_Task prompt_
Shift every coordinate in the answers by adding 88 to it, then write out the stretch from the start of the listing through the line containing "x=320 y=288", keeping the request lines as they are and leaving out the pictures.
◇ ◇ ◇
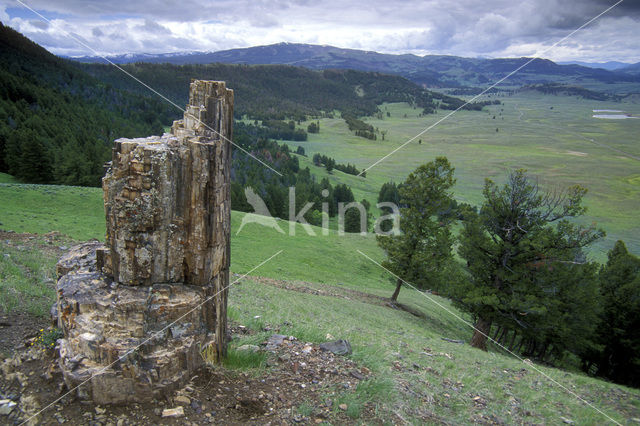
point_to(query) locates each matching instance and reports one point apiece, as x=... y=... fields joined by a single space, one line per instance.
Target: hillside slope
x=57 y=122
x=320 y=288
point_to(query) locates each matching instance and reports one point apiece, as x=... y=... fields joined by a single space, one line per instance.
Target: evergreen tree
x=422 y=253
x=512 y=248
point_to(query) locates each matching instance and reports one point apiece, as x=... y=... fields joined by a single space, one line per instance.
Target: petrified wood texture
x=167 y=199
x=137 y=312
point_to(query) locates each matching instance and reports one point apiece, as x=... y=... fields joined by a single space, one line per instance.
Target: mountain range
x=429 y=70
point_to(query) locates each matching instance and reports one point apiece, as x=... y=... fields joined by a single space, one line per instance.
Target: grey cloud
x=462 y=27
x=43 y=25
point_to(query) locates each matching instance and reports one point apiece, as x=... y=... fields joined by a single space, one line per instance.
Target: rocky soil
x=297 y=373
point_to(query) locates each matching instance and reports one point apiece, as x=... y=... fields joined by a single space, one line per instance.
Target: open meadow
x=554 y=137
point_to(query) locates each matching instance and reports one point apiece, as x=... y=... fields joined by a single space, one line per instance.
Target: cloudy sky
x=474 y=28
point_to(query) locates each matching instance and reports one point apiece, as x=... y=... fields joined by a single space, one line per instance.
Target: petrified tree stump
x=160 y=281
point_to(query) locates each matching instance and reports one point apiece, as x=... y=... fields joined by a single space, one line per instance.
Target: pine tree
x=422 y=253
x=512 y=246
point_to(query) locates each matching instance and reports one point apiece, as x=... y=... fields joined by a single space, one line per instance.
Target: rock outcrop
x=138 y=312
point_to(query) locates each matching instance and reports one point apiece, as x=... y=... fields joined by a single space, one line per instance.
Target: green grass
x=72 y=210
x=382 y=338
x=553 y=144
x=5 y=178
x=26 y=280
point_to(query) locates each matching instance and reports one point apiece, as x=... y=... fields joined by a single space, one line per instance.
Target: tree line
x=525 y=279
x=57 y=124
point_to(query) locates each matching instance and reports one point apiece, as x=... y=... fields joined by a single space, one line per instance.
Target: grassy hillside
x=554 y=137
x=78 y=213
x=417 y=376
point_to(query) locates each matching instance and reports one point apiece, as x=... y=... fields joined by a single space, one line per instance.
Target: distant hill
x=610 y=65
x=275 y=91
x=430 y=70
x=57 y=122
x=632 y=69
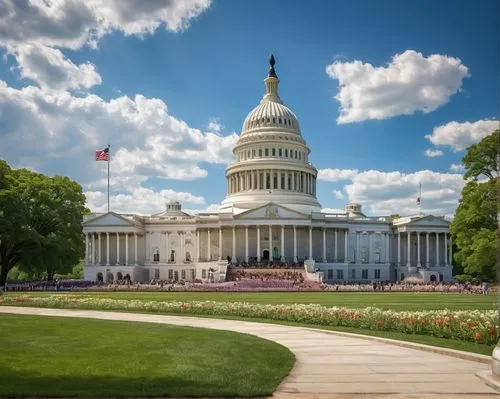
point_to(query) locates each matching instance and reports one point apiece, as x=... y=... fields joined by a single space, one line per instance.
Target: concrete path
x=332 y=366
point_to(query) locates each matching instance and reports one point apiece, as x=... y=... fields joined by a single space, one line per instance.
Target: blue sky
x=150 y=80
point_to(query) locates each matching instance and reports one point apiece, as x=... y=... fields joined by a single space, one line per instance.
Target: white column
x=182 y=256
x=93 y=249
x=445 y=249
x=335 y=253
x=437 y=250
x=87 y=248
x=107 y=248
x=246 y=243
x=324 y=244
x=387 y=248
x=358 y=247
x=209 y=246
x=427 y=262
x=270 y=242
x=282 y=243
x=126 y=249
x=258 y=243
x=370 y=247
x=450 y=259
x=99 y=252
x=220 y=242
x=294 y=243
x=418 y=249
x=197 y=245
x=167 y=246
x=234 y=245
x=399 y=249
x=135 y=252
x=117 y=248
x=310 y=242
x=408 y=249
x=346 y=242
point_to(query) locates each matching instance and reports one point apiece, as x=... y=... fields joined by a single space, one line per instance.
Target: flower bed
x=476 y=326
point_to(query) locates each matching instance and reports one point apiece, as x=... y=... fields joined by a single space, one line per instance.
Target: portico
x=269 y=216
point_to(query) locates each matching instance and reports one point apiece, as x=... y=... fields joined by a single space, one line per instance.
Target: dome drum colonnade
x=271 y=213
x=271 y=154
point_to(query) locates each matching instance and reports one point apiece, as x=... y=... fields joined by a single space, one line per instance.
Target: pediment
x=272 y=211
x=109 y=219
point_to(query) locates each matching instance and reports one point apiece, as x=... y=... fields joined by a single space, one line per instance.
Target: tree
x=475 y=225
x=482 y=158
x=40 y=222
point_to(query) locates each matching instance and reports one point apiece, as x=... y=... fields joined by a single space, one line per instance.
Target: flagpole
x=109 y=158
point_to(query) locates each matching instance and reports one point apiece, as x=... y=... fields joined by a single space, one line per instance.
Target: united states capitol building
x=270 y=216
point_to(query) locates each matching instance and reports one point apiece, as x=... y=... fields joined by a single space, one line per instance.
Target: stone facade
x=270 y=213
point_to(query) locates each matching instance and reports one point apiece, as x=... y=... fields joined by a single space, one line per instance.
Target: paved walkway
x=332 y=366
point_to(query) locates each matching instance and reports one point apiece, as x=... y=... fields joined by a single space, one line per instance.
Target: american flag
x=102 y=155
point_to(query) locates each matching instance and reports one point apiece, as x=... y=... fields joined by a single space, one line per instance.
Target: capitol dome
x=271 y=113
x=271 y=158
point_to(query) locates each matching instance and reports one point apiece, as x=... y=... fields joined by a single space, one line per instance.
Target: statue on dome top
x=272 y=72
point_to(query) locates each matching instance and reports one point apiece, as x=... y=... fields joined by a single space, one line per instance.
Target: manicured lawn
x=385 y=300
x=50 y=356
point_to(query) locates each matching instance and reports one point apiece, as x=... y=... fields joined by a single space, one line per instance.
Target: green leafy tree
x=475 y=225
x=40 y=223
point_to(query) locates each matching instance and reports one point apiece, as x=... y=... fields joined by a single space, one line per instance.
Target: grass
x=50 y=356
x=386 y=300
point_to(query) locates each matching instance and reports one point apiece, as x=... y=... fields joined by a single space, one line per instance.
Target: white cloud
x=384 y=193
x=139 y=200
x=457 y=167
x=433 y=153
x=409 y=83
x=34 y=30
x=215 y=126
x=338 y=194
x=336 y=174
x=52 y=71
x=73 y=24
x=56 y=131
x=459 y=136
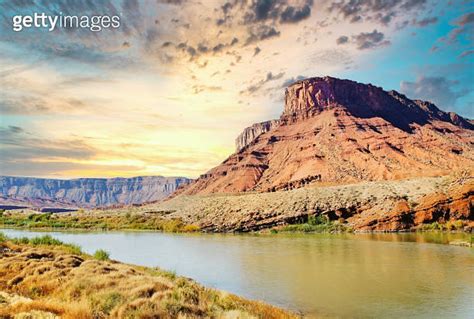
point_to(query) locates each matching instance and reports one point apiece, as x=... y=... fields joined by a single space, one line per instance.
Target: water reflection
x=361 y=276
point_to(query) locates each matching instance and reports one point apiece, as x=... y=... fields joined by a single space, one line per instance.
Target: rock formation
x=88 y=192
x=336 y=131
x=250 y=133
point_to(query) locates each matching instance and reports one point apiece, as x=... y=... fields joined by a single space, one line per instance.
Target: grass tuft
x=101 y=255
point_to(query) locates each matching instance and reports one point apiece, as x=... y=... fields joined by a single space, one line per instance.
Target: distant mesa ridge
x=340 y=131
x=89 y=192
x=309 y=97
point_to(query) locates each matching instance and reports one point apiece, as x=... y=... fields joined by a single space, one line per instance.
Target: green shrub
x=317 y=220
x=45 y=240
x=101 y=255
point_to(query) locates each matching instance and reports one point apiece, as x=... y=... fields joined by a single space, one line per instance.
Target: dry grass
x=67 y=285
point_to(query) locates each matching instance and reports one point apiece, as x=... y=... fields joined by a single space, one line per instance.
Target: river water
x=333 y=276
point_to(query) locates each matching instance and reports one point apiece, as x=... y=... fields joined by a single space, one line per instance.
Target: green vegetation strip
x=94 y=222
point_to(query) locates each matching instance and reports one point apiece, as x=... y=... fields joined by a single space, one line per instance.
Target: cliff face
x=250 y=133
x=339 y=131
x=90 y=192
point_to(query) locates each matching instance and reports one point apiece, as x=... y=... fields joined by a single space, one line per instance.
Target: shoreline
x=45 y=275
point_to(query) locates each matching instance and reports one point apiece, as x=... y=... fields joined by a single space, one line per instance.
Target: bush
x=101 y=255
x=45 y=240
x=317 y=220
x=191 y=228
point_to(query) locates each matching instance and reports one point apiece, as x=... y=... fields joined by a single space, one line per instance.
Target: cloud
x=260 y=33
x=369 y=40
x=463 y=26
x=294 y=15
x=426 y=21
x=342 y=39
x=381 y=11
x=258 y=85
x=18 y=145
x=292 y=80
x=263 y=10
x=438 y=90
x=256 y=51
x=200 y=88
x=466 y=53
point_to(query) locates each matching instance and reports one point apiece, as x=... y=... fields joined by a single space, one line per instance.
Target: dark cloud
x=369 y=40
x=466 y=53
x=378 y=10
x=426 y=21
x=276 y=10
x=342 y=39
x=260 y=33
x=438 y=90
x=256 y=51
x=294 y=15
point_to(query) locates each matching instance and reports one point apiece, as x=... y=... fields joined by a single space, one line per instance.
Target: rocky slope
x=336 y=131
x=250 y=133
x=87 y=192
x=366 y=206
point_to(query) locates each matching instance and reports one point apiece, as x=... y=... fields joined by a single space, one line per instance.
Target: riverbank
x=151 y=221
x=43 y=276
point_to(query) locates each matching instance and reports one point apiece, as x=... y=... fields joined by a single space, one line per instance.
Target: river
x=333 y=276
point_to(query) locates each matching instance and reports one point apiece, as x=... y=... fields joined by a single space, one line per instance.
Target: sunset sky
x=168 y=91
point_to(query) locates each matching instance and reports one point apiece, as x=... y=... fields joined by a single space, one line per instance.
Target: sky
x=168 y=91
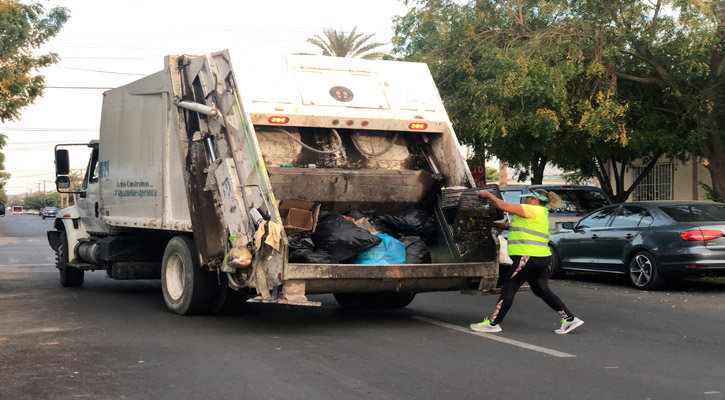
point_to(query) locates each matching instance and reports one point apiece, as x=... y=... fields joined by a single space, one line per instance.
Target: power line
x=103 y=72
x=79 y=87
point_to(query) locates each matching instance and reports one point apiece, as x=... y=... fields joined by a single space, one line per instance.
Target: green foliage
x=491 y=174
x=24 y=27
x=347 y=44
x=588 y=86
x=36 y=202
x=712 y=194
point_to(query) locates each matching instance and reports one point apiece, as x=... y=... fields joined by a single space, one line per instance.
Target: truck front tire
x=69 y=276
x=188 y=289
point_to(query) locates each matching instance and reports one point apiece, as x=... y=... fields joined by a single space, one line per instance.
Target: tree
x=346 y=44
x=4 y=176
x=24 y=27
x=531 y=83
x=669 y=58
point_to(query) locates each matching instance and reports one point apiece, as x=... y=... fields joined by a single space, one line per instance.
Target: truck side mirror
x=62 y=182
x=62 y=162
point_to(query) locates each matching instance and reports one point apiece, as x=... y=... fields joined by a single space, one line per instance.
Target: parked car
x=49 y=212
x=577 y=201
x=648 y=241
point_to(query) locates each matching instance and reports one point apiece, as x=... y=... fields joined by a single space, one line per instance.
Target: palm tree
x=343 y=44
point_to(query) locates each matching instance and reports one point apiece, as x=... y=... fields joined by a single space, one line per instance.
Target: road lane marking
x=491 y=336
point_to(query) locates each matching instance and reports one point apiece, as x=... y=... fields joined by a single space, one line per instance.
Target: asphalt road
x=115 y=340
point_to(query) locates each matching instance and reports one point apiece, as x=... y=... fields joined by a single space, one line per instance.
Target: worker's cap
x=536 y=195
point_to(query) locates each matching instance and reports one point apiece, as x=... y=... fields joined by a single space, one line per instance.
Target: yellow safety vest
x=530 y=237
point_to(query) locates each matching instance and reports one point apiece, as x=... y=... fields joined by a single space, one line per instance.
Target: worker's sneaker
x=568 y=326
x=485 y=327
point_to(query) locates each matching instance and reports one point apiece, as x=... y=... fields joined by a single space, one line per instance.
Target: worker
x=528 y=248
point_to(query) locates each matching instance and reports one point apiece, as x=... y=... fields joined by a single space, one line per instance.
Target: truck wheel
x=363 y=301
x=69 y=276
x=188 y=289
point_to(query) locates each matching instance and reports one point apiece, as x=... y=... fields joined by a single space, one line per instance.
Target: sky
x=107 y=44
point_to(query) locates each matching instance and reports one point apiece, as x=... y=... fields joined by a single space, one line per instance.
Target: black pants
x=532 y=270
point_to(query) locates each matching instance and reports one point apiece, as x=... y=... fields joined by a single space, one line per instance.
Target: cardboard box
x=298 y=215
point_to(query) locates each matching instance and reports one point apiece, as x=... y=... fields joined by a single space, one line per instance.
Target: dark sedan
x=648 y=241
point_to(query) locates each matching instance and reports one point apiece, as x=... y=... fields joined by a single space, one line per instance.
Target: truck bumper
x=415 y=278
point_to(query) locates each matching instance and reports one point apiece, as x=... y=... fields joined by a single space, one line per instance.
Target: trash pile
x=362 y=238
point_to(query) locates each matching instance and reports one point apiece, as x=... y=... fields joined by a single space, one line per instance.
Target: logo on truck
x=341 y=93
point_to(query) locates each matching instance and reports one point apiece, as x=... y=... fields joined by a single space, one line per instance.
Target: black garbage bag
x=416 y=251
x=309 y=256
x=409 y=223
x=340 y=238
x=300 y=241
x=356 y=215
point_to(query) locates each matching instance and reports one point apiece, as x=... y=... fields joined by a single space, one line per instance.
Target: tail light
x=701 y=235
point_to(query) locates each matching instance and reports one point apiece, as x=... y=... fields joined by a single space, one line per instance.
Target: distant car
x=577 y=201
x=647 y=241
x=49 y=212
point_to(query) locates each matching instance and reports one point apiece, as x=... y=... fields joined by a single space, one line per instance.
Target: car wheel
x=554 y=269
x=69 y=276
x=362 y=301
x=643 y=272
x=188 y=289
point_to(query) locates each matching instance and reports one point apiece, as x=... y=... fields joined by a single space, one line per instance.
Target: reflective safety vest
x=530 y=237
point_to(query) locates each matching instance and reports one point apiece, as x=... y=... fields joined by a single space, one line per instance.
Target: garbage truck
x=203 y=171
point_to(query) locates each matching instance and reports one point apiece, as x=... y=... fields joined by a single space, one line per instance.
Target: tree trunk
x=538 y=164
x=715 y=154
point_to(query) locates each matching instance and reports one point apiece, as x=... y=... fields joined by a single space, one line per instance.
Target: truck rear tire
x=366 y=301
x=188 y=289
x=69 y=276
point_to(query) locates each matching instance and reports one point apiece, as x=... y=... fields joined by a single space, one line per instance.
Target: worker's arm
x=515 y=209
x=501 y=225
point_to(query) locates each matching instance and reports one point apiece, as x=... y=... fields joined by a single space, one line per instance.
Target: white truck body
x=191 y=150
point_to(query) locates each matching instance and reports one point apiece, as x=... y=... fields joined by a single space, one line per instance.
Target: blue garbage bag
x=389 y=251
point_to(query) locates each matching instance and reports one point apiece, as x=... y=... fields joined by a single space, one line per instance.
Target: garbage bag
x=416 y=251
x=389 y=251
x=409 y=223
x=300 y=241
x=341 y=238
x=309 y=256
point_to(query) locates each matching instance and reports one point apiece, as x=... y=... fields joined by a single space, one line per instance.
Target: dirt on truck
x=275 y=179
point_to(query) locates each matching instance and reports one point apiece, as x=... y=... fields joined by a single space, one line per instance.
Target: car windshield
x=578 y=201
x=695 y=212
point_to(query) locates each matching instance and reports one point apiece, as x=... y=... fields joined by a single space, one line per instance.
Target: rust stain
x=395 y=272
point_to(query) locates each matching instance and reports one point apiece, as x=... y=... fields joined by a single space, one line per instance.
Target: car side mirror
x=62 y=182
x=62 y=162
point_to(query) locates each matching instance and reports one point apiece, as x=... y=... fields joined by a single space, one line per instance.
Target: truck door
x=90 y=200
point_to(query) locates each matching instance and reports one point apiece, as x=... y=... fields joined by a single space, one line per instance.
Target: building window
x=657 y=185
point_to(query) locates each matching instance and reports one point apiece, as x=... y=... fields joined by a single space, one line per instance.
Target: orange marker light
x=278 y=120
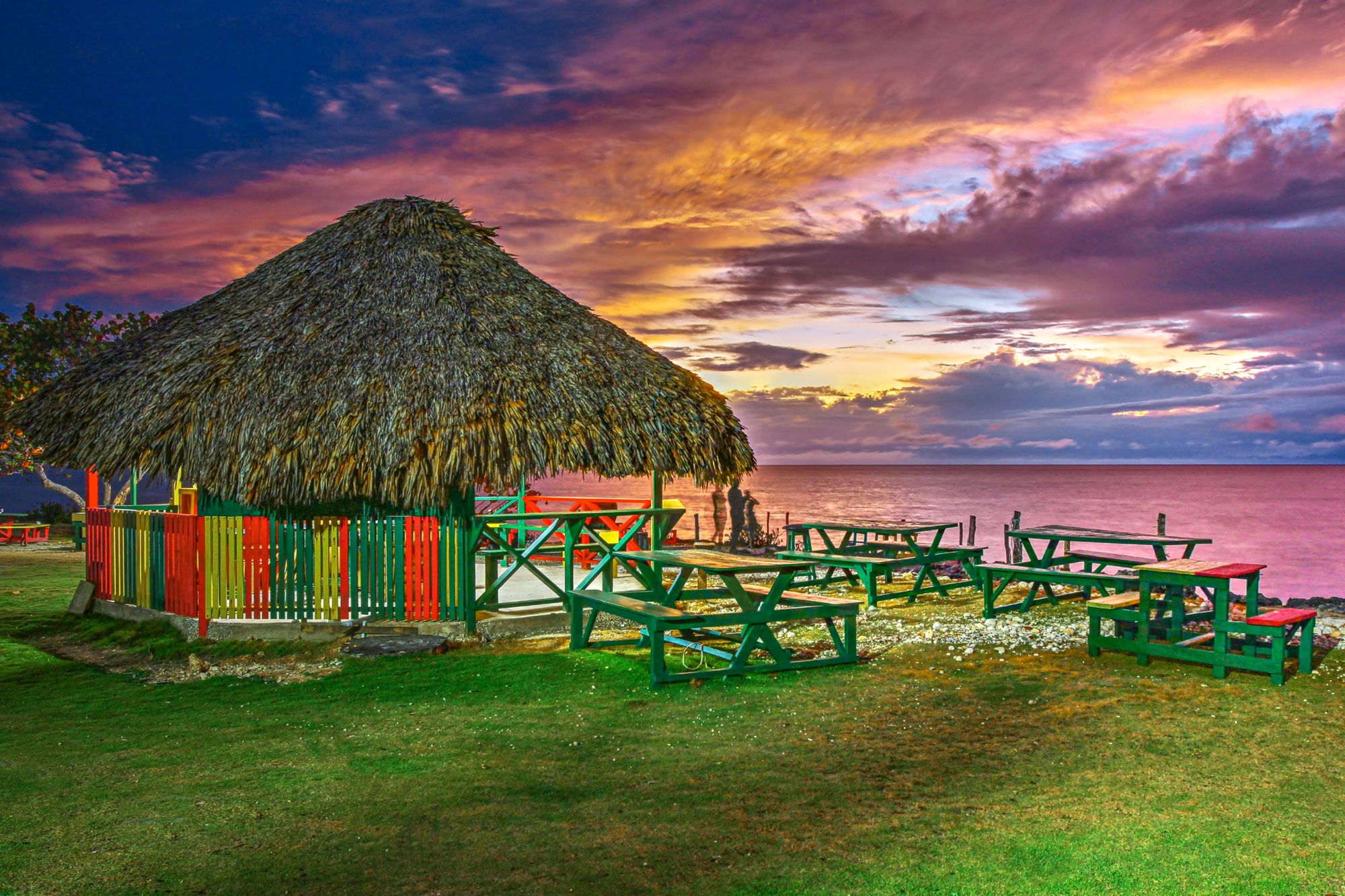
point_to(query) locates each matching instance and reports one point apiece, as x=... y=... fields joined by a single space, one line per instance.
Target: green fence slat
x=157 y=563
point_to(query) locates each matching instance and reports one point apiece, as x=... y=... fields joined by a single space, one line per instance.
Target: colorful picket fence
x=272 y=568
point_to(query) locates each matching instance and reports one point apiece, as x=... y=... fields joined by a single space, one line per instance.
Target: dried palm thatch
x=397 y=356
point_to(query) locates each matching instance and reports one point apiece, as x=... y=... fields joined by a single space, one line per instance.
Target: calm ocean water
x=1292 y=518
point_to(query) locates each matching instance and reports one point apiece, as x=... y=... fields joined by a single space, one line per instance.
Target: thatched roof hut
x=397 y=356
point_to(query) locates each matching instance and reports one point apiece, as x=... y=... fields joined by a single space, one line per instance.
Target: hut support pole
x=461 y=521
x=657 y=502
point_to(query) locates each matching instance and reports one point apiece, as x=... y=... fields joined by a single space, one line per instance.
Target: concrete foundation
x=524 y=622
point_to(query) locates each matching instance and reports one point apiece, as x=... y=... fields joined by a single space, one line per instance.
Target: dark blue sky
x=891 y=232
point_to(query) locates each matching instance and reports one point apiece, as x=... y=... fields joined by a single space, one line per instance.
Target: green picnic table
x=1148 y=624
x=866 y=551
x=1102 y=568
x=754 y=608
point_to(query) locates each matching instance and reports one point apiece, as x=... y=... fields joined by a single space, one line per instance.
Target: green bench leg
x=1221 y=637
x=1305 y=646
x=576 y=624
x=658 y=662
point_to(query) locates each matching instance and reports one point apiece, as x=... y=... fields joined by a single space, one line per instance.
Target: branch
x=56 y=486
x=126 y=490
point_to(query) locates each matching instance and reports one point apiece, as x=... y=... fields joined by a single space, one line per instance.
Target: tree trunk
x=56 y=486
x=126 y=491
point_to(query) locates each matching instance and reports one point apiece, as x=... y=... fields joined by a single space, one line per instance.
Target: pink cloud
x=1257 y=423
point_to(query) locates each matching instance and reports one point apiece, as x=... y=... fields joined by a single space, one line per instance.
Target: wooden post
x=657 y=502
x=461 y=518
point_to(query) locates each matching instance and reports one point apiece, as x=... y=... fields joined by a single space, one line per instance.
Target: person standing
x=720 y=513
x=736 y=514
x=754 y=528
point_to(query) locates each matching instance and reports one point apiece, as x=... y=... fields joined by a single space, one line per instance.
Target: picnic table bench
x=1109 y=568
x=1149 y=626
x=20 y=533
x=870 y=549
x=703 y=633
x=1044 y=576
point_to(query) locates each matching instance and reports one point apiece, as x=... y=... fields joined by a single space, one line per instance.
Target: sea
x=1289 y=517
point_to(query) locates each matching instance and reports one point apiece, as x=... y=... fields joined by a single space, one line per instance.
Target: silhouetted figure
x=738 y=516
x=722 y=513
x=754 y=528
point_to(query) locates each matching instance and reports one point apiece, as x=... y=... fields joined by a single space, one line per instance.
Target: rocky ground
x=284 y=670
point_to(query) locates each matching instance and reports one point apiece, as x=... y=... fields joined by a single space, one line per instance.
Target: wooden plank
x=1198 y=639
x=1104 y=536
x=851 y=561
x=1206 y=568
x=1114 y=602
x=642 y=608
x=1285 y=616
x=712 y=561
x=1105 y=556
x=804 y=598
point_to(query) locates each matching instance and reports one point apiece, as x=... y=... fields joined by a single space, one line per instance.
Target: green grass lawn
x=490 y=770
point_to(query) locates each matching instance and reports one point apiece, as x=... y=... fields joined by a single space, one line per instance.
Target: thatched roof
x=395 y=356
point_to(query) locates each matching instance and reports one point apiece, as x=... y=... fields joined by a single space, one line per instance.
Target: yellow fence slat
x=328 y=568
x=143 y=557
x=224 y=572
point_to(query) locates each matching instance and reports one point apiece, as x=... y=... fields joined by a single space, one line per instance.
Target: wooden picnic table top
x=714 y=561
x=1206 y=568
x=880 y=528
x=1105 y=536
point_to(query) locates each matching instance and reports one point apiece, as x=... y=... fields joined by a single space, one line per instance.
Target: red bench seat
x=1285 y=616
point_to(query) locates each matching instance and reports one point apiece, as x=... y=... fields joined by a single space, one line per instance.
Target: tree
x=37 y=349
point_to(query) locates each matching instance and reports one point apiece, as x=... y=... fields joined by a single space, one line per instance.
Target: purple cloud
x=1241 y=245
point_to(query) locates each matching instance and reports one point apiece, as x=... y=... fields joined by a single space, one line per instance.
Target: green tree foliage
x=36 y=349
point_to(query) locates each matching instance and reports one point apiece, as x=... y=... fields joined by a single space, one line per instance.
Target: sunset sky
x=945 y=232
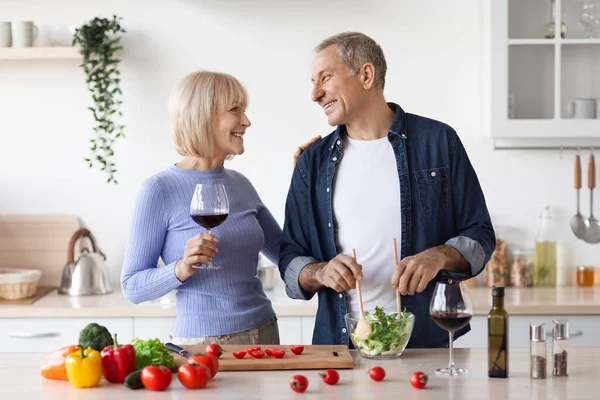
◇ ◇ ◇
_Answer to the exercise_
point_to(query) locates each matching instance and reports one point apiece, as x=... y=... fields joined by a single space, one line per instance.
Target: hillside slope
x=145 y=210
x=408 y=376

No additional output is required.